PROBLEM REQUIREMENTS: Repeat the data that follows exactly, starting at the line with "In the photo below, where can the hydration" and ending at the line with "In the photo above, where can the woman in orange", and leave out every picture.

Natural-language object grounding data
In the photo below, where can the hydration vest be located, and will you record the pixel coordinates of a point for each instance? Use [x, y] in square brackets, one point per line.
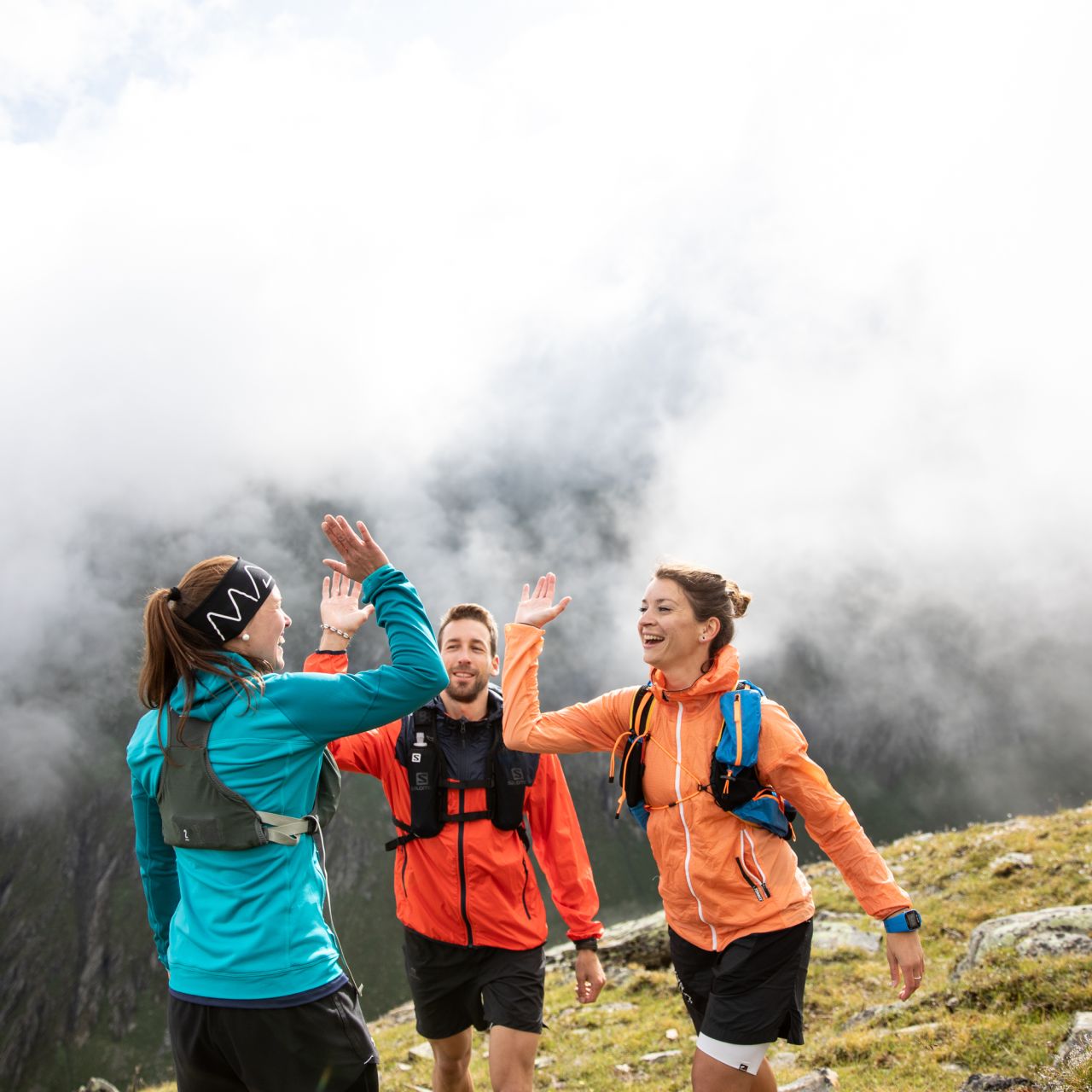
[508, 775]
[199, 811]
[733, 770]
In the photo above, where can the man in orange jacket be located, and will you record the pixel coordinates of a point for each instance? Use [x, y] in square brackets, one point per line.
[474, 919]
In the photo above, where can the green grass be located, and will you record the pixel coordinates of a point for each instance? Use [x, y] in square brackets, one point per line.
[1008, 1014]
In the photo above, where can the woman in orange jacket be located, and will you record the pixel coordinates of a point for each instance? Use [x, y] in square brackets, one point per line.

--

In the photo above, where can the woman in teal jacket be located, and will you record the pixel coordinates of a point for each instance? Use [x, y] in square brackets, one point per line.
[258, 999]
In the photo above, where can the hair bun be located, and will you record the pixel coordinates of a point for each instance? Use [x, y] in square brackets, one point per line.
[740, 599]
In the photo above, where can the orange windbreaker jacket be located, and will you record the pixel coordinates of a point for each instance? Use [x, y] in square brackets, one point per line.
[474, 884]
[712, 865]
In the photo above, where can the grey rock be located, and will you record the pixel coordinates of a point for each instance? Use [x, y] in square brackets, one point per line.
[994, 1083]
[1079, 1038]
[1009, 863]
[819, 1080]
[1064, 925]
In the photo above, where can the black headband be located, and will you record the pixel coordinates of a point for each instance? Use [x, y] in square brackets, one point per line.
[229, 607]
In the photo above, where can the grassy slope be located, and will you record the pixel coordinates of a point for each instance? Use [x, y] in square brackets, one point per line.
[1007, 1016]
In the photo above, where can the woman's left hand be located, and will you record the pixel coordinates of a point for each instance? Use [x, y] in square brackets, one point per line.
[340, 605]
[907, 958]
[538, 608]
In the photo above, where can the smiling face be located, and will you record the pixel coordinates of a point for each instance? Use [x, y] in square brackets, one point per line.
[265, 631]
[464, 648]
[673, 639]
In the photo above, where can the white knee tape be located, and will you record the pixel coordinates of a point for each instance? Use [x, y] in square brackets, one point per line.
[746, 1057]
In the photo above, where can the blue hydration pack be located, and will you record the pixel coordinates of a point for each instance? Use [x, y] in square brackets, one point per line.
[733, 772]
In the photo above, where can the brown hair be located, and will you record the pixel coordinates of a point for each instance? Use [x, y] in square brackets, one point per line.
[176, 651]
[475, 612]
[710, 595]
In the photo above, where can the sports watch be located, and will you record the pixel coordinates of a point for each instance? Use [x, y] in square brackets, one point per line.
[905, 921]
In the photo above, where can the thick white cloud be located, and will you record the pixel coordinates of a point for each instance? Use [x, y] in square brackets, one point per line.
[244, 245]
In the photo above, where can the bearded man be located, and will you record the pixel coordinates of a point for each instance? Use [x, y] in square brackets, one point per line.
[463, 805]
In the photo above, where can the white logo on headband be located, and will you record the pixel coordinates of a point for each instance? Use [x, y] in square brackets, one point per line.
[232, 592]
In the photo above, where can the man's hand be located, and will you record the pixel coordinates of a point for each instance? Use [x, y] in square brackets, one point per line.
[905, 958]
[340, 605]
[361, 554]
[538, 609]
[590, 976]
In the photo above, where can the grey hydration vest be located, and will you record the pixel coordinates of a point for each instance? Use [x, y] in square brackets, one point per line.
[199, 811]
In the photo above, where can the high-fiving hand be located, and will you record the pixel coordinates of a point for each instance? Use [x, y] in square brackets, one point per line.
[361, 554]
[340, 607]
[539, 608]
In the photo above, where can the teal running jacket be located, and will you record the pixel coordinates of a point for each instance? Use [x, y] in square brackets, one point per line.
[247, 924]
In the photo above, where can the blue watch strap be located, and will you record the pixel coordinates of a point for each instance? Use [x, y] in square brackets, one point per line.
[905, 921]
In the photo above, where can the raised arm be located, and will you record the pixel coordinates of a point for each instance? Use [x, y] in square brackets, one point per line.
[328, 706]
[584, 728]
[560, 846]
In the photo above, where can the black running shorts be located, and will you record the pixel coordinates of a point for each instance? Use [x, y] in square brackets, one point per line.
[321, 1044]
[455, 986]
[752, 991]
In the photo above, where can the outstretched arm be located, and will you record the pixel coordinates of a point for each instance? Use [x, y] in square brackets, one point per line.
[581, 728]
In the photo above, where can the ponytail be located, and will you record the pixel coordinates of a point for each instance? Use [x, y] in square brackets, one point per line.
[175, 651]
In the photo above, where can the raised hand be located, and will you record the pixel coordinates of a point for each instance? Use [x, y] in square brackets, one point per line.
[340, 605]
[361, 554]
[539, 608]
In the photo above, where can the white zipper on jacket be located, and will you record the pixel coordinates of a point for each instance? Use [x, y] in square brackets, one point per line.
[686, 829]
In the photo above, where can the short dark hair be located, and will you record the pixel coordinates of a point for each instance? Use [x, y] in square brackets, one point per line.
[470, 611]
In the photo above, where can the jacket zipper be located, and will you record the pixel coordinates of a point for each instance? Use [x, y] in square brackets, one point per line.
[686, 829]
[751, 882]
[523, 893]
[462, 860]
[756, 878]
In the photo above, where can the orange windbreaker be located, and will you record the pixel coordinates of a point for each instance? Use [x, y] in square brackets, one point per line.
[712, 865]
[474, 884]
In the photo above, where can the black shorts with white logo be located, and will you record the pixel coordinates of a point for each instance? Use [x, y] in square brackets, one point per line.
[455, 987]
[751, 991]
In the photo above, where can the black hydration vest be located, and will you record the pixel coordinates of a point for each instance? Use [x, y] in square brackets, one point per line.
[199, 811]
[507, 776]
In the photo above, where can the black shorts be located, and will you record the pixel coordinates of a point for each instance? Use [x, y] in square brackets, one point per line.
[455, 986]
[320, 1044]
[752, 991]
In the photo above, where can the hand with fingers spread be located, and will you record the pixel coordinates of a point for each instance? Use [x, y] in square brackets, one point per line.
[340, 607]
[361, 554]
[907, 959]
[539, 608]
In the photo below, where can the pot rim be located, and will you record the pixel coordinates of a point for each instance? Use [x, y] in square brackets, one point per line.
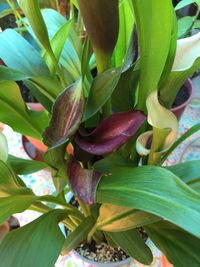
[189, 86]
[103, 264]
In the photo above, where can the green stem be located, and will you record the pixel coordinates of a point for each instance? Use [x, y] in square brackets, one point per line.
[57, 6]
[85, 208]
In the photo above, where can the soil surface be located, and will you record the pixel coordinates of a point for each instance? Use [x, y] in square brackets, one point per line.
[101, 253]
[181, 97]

OUTPUT FOR THIS EXERCISE:
In the photo below, where can the hydration vest be located, and will you record the pixel coordinates of a point for each instance? Use [x, y] in square brackets, one point per line.
[508, 775]
[199, 811]
[733, 770]
In the photo above, where can the man in orange jacket be located, and will you record the pixel coordinates of a point for each instance? Use [x, y] in square brackets, one point per line.
[474, 919]
In the photo above, where can the green grass be located, and will you record the pixel coordinates of a point for each instance? Use [x, y] in square brackets, one point per line.
[1008, 1014]
In the photo above, where can the woman in orange jacket be located, and will you record the pixel coordinates of a point for each instance? Use [x, y] in square brackets, one point per line.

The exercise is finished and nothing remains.